* Задание A *
Замените «односельчане» на «соседи по деревне» в тексте о картине Пластова «Сенокос» от слов «Напомним дату создания» до слов «Петр Григорьевич Черняев.» включительно и приведите получившийся фрагмент.
* Задание B *
Продолжите текст о картине Пластова «Сенокос» после его последнего предложения.

* Приведённый отрывок *
Мастера и шедевры. Том 3
Шрифт:
«Сенокос» — симфоническая поэма, гимн родной земле, победоносному народу, выстоявшему и победившему в жестокой, кровавой войне.
Волшебство этой картины Пластова — в высокой метафоричности языка живописца. Ведь насколько монументален, возвышен должен быть пластический словарь произведения, чтобы, взяв, казалось, самый древний сюжет из сельской жизни — сенокос, дать почувствовать зрителю грандиозность этой мирной панорамы, величие этой звучащей тишины. Ведь за всей этой бурлящей радостью жизни зритель тех дней невольно представлял себе всю бездну страдания и смертей, которую принял народ в недавние страшные годы.
Напомним дату создания
Точнее, лето 1945 года, и тогда еще яснее и точнее перед нами встанут весь масштаб гражданственности этого пластовского шедевра, вся звонкая правда этого удивительного полотна.
Философия холста становится для нас еще более разящей и убедительной, когда мы узнаем, что люди, изображенные на картине «Сенокос», не просто натурщики, изображающие косцов, а близкие, родные, товарищи Пластова, его односельчане.
Этот холст — соединение самого широкого обобщения и документальности, подлинности изображения.
Ведь юноша на переднем плане — сын художника Николай, женщина в белом платке похожа на супругу Наталью Алексеевну, а два пожилых косаря — земляки Аркадия Александровича — Федор Сергеевич Тонынин и Петр Григорьевич Черняев.

* Выборка данных *
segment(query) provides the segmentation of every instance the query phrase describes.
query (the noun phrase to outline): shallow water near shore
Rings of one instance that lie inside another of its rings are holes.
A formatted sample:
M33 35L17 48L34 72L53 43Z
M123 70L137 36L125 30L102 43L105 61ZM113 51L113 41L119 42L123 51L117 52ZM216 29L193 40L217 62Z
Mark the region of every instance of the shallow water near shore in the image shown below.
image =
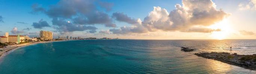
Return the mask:
M196 49L180 51L181 47ZM194 55L256 54L256 40L86 40L22 47L3 57L0 74L241 73L256 71Z

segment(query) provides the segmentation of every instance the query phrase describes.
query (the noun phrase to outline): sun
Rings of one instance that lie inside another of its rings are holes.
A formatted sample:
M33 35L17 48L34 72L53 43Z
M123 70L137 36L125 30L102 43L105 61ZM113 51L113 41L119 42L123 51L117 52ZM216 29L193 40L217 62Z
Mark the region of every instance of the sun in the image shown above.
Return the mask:
M217 29L220 29L220 31L214 31L211 33L211 37L214 39L222 40L226 39L230 34L231 27L228 19L217 23L209 27L210 28Z

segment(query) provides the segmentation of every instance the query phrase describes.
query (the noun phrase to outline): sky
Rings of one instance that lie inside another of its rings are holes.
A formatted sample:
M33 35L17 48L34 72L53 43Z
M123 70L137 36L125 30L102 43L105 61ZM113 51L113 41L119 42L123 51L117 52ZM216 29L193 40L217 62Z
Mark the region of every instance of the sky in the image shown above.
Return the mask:
M0 36L256 39L256 0L0 0Z

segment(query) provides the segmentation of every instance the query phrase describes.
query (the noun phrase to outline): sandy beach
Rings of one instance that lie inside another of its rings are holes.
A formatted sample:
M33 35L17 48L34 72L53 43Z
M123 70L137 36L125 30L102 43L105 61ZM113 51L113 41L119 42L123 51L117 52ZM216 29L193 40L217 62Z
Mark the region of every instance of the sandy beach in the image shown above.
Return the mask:
M3 56L6 56L9 53L9 52L10 51L12 51L18 49L22 47L24 47L29 45L35 44L39 43L51 43L56 41L40 41L36 42L30 42L27 43L24 43L20 44L15 44L13 45L8 45L5 48L0 48L0 50L3 50L3 51L0 51L0 59Z

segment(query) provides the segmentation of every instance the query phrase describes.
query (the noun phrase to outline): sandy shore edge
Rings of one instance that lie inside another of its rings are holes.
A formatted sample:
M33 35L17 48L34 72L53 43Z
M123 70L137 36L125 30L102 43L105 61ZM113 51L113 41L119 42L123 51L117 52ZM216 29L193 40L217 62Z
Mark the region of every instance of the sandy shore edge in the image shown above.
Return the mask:
M10 53L13 51L19 49L20 48L40 43L52 43L54 42L58 42L58 41L40 41L40 42L30 42L28 43L27 43L21 44L16 44L12 46L7 46L7 48L4 48L4 50L0 52L0 60L2 59L2 58L4 57L4 56L6 56ZM3 49L3 48L1 48Z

* Ответ A *
Напомним дату создания
Точнее, лето 1945 года, и тогда еще яснее и точнее перед нами встанут весь масштаб гражданственности этого пластовского шедевра, вся звонкая правда этого удивительного полотна.
Философия холста становится для нас еще более разящей и убедительной, когда мы узнаем, что люди, изображенные на картине «Сенокос», не просто натурщики, изображающие косцов, а близкие, родные, товарищи Пластова, его соседи по деревне.
Этот холст — соединение самого широкого обобщения и документальности, подлинности изображения.
Ведь юноша на переднем плане — сын художника Николай, женщина в белом платке похожа на супругу Наталью Алексеевну, а два пожилых косаря — земляки Аркадия Александровича — Федор Сергеевич Тонынин и Петр Григорьевич Черняев.

* Ответ B *
В этой доскональности, подлинности весь пафос самой творческой судьбы Пластова.
Ведь с самых первых шагов живописец ни разу не изменил своего, однажды заведенного святого порядка: каждый год писать с натуры жизнь родной Прислонихи, ее людей, их радости и заботы.
Прислониха.
И если хоть на миг представить себе собранными в одном месте, пусть это будет музей или выставка, весь тысячелистный альбом рисунков, всю необъятную Массу холстов, то перед нами предстанет неоценимая панорама жизни одного села, возведенная до звучания летописи, страны.
«Весна»…
Сыплет редкий мягкий снежок. Мартовский, последний. Сквозь прозрачную вуаль серого дня перед нашим взором предбанник курной деревенской бани.
Молодая женщина любовно одевает дочку, курносую, обаятельную малышку, трогательно прикусившую нижнюю губку. Рыжая челка торчит из-под теплого платка.
Мать торопится. Шуршит под ногами золотая солома. Звонко падает тяжелая капель.
Зябко.
В этом холсте, как никогда, перед нами предстает во всем блеске мастерство Пластова.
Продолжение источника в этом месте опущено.